## OBJECTIVE
Please rewrite the part of the rows below that opens with the line containing "the canyon wall" and closes with the last line of the rows, both ends included. Keep every request line as it stands, and shift each point coordinate by adding -150 to it.

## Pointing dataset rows

--- BEGIN ---

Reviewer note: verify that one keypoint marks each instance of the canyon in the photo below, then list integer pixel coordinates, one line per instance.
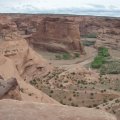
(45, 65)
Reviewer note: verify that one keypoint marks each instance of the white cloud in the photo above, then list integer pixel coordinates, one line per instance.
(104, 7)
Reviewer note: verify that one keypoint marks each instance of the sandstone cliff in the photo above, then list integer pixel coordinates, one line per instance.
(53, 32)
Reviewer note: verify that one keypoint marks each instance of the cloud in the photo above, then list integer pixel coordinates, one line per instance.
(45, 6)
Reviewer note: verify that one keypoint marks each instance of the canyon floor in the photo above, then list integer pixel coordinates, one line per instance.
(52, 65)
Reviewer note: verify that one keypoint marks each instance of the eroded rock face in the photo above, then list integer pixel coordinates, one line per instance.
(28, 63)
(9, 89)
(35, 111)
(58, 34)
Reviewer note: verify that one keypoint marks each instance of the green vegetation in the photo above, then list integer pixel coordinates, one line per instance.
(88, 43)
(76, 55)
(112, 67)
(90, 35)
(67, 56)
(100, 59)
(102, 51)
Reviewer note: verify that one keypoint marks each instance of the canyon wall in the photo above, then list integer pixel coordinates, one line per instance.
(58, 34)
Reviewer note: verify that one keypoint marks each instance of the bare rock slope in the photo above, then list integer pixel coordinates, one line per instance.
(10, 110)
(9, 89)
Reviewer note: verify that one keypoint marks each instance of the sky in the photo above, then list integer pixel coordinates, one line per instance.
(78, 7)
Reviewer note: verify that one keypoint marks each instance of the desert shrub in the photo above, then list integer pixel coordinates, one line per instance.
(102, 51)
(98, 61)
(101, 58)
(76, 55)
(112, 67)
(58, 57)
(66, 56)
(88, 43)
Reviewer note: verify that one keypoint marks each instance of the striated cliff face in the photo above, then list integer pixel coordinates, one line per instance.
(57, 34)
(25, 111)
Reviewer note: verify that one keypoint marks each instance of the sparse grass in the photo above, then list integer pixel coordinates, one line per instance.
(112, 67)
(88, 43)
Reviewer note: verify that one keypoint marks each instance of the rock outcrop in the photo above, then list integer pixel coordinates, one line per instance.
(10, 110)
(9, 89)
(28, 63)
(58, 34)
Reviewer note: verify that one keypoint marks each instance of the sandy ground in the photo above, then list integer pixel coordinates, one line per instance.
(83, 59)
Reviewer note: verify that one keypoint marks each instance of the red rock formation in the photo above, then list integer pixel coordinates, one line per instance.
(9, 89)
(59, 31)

--- END ---

## ANSWER FOR THE TASK
Reviewer note: verify that one keypoint marks each instance of the canyon wall in the photo above, then list integer pixel coordinates, one line per instance.
(-92, -116)
Reviewer note: verify that one keypoint marks each instance of the bare rock slope in the photo above, then list integer pixel coordinates, one line per instance.
(-140, -40)
(-141, -61)
Reviewer note: verify that one keypoint marks each instance of the sky in the photo above, then list integer pixel coordinates, one line per instance.
(-72, -143)
Reviewer note: verify that one keypoint marks each instance of the desert shrub in the photo above, then list integer pixel coordinates, one line per instance.
(-48, -99)
(-52, -89)
(-49, -92)
(-74, -95)
(-38, -83)
(-92, -93)
(-84, -94)
(-62, -107)
Reviewer note: verify that one keypoint marks each instance of the striated cliff face in the photo above, then list integer pixel coordinates, one line per instance.
(-93, -116)
(-125, -39)
Reviewer note: verify that one keypoint marks each instance of the sparse grass in the photo above, then list integer pixel coordinates, one line per instance.
(-38, -83)
(-62, -107)
Reviewer note: verify that one keypoint marks each instance of the rock outcrop in the photo above, then list integer pixel coordinates, one line per instance.
(-140, -40)
(-141, -61)
(-122, -87)
(-92, -116)
Reviewer note: verify that one keypoint marks each instance of the sandy ground in the photo above, then list integer pixel coordinates, one line per instance.
(-67, -91)
Reviewer note: verify that one keypoint marks each instance of the red rock formation in the photo above, then list integer pixel coordinates, one line per instance.
(-141, -61)
(-91, -119)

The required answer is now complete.